• [Try it]
Please restate each line of the material word for word and omit any pictures.

• [Entries supplied]
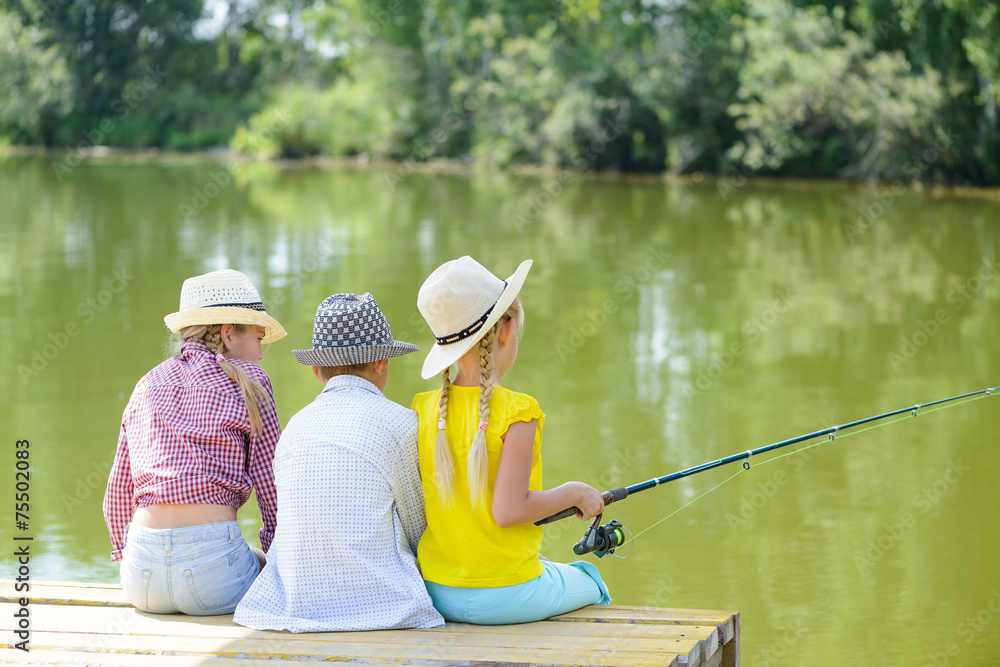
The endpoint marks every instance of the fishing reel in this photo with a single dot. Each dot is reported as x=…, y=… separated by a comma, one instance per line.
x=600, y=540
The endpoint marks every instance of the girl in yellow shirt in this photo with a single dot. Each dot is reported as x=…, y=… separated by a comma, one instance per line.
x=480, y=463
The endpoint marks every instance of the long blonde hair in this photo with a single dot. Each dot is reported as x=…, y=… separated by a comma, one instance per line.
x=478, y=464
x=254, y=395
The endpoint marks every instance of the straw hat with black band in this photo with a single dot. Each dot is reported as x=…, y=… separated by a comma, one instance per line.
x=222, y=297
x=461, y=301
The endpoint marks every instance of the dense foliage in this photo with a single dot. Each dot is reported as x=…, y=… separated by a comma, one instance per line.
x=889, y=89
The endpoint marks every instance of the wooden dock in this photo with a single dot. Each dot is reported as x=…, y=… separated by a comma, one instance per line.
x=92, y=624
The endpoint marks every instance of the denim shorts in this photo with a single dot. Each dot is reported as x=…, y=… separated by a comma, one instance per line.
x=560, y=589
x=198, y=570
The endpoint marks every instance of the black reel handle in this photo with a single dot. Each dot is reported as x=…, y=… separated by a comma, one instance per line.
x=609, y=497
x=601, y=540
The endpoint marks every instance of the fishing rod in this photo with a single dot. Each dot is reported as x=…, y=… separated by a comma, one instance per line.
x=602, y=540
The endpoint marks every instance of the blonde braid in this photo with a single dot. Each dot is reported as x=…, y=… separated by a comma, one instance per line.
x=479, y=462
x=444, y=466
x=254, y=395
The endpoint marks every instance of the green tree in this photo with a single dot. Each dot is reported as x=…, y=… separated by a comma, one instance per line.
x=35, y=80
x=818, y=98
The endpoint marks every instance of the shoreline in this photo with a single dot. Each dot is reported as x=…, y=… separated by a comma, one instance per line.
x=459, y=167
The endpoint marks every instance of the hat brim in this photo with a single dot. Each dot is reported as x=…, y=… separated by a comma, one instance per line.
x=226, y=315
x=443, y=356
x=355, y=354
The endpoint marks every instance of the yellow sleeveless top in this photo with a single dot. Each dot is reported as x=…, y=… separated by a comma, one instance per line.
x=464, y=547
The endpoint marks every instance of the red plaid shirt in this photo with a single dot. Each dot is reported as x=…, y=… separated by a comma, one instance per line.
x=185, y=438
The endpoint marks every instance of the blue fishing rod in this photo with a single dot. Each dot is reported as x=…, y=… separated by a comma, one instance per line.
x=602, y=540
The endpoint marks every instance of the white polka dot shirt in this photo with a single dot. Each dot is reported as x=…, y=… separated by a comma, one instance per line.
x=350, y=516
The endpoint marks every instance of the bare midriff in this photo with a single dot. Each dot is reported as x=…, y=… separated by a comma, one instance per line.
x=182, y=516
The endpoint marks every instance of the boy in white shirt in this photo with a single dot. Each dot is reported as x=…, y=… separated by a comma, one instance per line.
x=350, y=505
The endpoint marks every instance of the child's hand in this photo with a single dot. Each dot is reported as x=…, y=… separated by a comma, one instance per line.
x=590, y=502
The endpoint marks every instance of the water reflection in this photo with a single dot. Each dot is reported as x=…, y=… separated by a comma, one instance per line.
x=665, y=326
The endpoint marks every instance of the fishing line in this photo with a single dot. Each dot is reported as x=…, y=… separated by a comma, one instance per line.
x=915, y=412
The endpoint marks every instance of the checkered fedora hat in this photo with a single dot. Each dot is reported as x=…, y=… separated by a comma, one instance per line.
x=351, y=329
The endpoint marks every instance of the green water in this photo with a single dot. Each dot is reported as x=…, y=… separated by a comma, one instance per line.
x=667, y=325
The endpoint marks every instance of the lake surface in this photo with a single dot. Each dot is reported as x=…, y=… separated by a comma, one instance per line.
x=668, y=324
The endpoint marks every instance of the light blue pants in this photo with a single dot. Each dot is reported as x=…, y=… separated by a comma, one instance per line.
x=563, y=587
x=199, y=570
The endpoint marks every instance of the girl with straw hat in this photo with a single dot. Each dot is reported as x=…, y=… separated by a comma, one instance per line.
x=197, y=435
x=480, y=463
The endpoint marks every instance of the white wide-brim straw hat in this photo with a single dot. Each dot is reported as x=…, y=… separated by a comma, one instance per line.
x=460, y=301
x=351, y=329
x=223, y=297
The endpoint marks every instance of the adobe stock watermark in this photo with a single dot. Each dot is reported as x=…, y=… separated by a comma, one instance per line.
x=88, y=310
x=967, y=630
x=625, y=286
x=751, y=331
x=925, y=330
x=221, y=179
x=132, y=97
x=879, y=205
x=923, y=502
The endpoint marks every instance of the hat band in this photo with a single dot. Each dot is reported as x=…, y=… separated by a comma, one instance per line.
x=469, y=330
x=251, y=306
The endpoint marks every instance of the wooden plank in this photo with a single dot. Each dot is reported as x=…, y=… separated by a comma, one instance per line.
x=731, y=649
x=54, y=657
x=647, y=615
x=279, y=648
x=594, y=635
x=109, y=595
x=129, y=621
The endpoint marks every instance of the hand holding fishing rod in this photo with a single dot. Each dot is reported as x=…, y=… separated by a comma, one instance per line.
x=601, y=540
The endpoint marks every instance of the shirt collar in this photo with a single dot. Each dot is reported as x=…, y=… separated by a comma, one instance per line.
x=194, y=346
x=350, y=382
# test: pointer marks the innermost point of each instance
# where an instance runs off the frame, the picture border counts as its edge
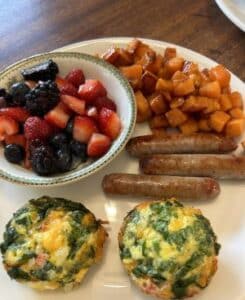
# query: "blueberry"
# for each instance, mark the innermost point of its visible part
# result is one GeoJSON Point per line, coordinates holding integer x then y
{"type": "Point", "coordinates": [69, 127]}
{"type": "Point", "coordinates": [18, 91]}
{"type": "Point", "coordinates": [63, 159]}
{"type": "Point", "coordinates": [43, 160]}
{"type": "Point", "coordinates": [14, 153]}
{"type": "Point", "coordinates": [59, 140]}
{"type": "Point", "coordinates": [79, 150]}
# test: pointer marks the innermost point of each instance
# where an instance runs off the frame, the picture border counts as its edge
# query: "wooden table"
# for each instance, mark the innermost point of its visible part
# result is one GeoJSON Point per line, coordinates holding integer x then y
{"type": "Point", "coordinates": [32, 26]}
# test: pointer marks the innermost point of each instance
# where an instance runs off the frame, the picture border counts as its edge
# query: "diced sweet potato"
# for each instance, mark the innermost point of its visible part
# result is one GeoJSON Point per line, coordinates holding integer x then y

• [Expected output]
The endpoint marks every instance of the fishing reel in this photo with a single dot. Each dot is reported as x=…, y=… separated by a comma, one instance per line.
x=600, y=540
The endpoint marks every instance of the girl in yellow shirt in this photo with a single dot. Each dot is reported as x=…, y=… separated by a comma, one instance per line.
x=480, y=463
The endpoint marks every instance of the long blonde hair in this photo with a single dot. Each dot is reported as x=…, y=… separated by a comma, one instance per line.
x=478, y=464
x=254, y=395
The endpoint marks every instance of the straw hat with black band in this photo with a single dot. Each dot is reported as x=…, y=… separated by a comma, one instance per line.
x=222, y=297
x=461, y=301
The endpoint marks every instance of the dense foliage in this photo with a single dot. Each dot is reported as x=…, y=… separated by a comma, one instance per line.
x=889, y=89
The endpoint marks every instance of the wooden dock in this photo with a single dot. Each dot is reported as x=…, y=… separated by a comma, one instance per line.
x=92, y=624
The endpoint marks every instance of the denim shorts in this photo with a single dot. Each dot is reported as x=…, y=… separated by a comma, one instance per line.
x=560, y=589
x=198, y=570
The endpoint marks every instance of the black reel handle in this photo with a single dot. Each dot is reported as x=…, y=… separated by a comma, one instance per line.
x=609, y=497
x=601, y=540
The endpoint marks every instance of the fishing rod in this photo with a single dot. Each dot is reported as x=…, y=… separated by a comma, one instance per line.
x=602, y=540
The endpoint marks every instance of the blonde braid in this photo with a single dot. Each dot is reported as x=…, y=… separated by a comma, one instance per line.
x=479, y=462
x=444, y=466
x=254, y=395
The endpoint marks every instance of the green tree in this photo with a single dot. Each dot is reported as x=…, y=… separated by a comma, one instance per line.
x=35, y=80
x=818, y=98
The endpoint marks every instance of the shoreline in this photo with a single dot. Each dot is reported as x=…, y=… separated by a comma, one instance per line.
x=459, y=167
The endpoint marks every instance of the hat brim in this photo with a single dot. Each dot is reported as x=…, y=… separated by a comma, one instance per line.
x=226, y=315
x=443, y=356
x=355, y=354
The endpoint marks every instance of the yellow sleeveless top in this photo with a single dot. Each dot is reported as x=…, y=… separated by a comma, one instance per line.
x=464, y=547
The endpoint marks every instance of the red plaid shirt in this photo with a single dot. Each dot is reported as x=…, y=… separated by a comma, one instance per line.
x=185, y=438
The endpoint marks every instance of the blue fishing rod in this photo with a single dot. Each dot is reported as x=…, y=… separated by a comma, one instance per line.
x=602, y=540
The endpoint marks every instance of the white polka dot shirt in this photo with a single dot. Each dot is reported as x=…, y=… separated by a comma, one instance per line.
x=350, y=516
The endpoint marks every instance of the bare midriff in this photo with a single dot. Each dot is reported as x=…, y=… separated by a comma, one instance per line.
x=182, y=516
The endpoint marks every instance of the boy in white shirt in this photo with a single dot. Each dot is reported as x=…, y=… separated by a comma, one instance per line.
x=350, y=505
The endpoint marks every instance of the child's hand in this photo with a single dot. Each dot is reported as x=…, y=… separated by a comma, one instance per line.
x=590, y=502
The endpoint marks every instance of the water reflection in this photo with a single dot. Each dot is reported as x=…, y=… separated by a comma, one instance per line.
x=665, y=326
The endpoint marks every instance of the fishing line in this photo with a single dot. Each dot is reported as x=…, y=… separated by a comma, one instance per line.
x=915, y=412
The endpoint marks every instance of the checkered fedora hat in this photo with a single dot. Each dot is reported as x=…, y=… separated by a comma, one instance per line.
x=351, y=329
The endpoint marks every instance of the green water in this photo with a single dot. Each dot is reported as x=…, y=… separated by a comma, one instance per line.
x=667, y=325
The endpoint marks every instance of the lake surface in this photo with a single dot. Each dot is reported as x=…, y=… separated by a comma, one instance per line.
x=668, y=324
The endpoint marks every instance of the light blue pants in this photo with a single dot. Each dot is reported as x=…, y=… separated by a comma, one instance per line.
x=563, y=587
x=199, y=570
The endpoint marks every instance of the girl with straw hat in this photo with a single dot. Each dot is reported as x=…, y=… separated by a comma, one instance per line.
x=197, y=435
x=480, y=463
The endpoint marks every instance of the white wide-brim straw hat in this photo with a single dot. Each dot is reported as x=…, y=… separated by a comma, one instance per line.
x=460, y=301
x=351, y=329
x=223, y=297
The endpoint marks every instance of the adobe stock watermark in this photo with a single dot. Each dot is reported as x=…, y=… separated by a comma, one instance per line.
x=88, y=310
x=967, y=630
x=625, y=286
x=751, y=331
x=925, y=330
x=221, y=179
x=132, y=97
x=879, y=205
x=923, y=502
The endpoint marks every instance of the hat band in this photo with a single dot. Each dot is reported as x=…, y=… separated by a comma, one instance per line.
x=469, y=330
x=251, y=306
The endpoint marks every instance of the wooden plank in this photo with a single dot. Each dot is reported as x=…, y=… separated by a comma, one instance per line.
x=731, y=649
x=54, y=657
x=647, y=615
x=279, y=648
x=594, y=635
x=109, y=595
x=129, y=621
The endpoint marks every instance of the hand holding fishing rod in this photo with a single dot. Each dot is reported as x=…, y=… separated by a comma, one instance per line.
x=601, y=540
The endpoint marks every instance of the shirt collar in this photo with a single dot. Each dot is reported as x=…, y=… separated by a comma, one instance per line.
x=194, y=346
x=350, y=382
# test: pointer marks the innermost point of each instance
# where an instance runs off the frame, the picture border counts as its edge
# query: "blueberry"
# for each instance, mark the innermost point of its visible part
# result is one GeoJSON Point per line, coordinates holding integer x then y
{"type": "Point", "coordinates": [69, 127]}
{"type": "Point", "coordinates": [18, 91]}
{"type": "Point", "coordinates": [63, 159]}
{"type": "Point", "coordinates": [43, 160]}
{"type": "Point", "coordinates": [14, 153]}
{"type": "Point", "coordinates": [59, 140]}
{"type": "Point", "coordinates": [79, 150]}
# test: pointer marks the innermost point of each instance
# where an instance runs off the frame, the picture border counts as its edge
# query: "wooden table"
# for each instance, mark the innermost point of its visible part
# result is one GeoJSON Point per line, coordinates holding integer x then y
{"type": "Point", "coordinates": [32, 26]}
# test: pointer marks the innermost point of each instance
# where an instance runs off the frame, the picture border counts as its edge
# query: "diced sweet potato"
# for each instance, mark the innermost point of its visible part
# result is one GeoJSON Point per line, coordinates holding integer x then y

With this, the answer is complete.